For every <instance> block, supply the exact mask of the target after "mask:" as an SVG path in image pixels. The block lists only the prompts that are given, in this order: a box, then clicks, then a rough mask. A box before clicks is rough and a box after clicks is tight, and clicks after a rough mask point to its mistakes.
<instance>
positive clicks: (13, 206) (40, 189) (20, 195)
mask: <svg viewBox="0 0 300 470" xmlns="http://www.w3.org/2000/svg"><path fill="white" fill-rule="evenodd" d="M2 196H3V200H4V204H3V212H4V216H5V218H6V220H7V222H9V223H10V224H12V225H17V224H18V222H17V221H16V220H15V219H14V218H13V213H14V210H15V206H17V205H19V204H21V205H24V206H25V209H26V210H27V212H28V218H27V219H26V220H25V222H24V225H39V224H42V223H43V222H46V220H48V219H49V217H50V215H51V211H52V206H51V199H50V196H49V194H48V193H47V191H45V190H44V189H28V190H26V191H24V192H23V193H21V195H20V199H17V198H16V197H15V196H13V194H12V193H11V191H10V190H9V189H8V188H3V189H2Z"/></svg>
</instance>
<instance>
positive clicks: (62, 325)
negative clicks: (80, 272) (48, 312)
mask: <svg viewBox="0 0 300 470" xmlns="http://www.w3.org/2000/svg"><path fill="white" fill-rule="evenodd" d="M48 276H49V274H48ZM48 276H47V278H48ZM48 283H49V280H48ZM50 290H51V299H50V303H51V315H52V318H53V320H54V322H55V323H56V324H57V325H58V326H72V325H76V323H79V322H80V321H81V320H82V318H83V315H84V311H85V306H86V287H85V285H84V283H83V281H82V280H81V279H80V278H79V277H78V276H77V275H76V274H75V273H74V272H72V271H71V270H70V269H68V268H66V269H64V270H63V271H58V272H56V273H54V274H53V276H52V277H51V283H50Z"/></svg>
▬▬▬
All lines of the data that hold "instance" need to be copied.

> Your solution:
For every <instance> block, supply the exact mask of the target after "mask:" as an SVG path in image pixels. The block lists only the prompts that are given, in this order: a box, then clicks, then a rough mask. A box before clicks is rough and a box after clicks is tight, and clicks after a rough mask point to its mistakes.
<instance>
</instance>
<instance>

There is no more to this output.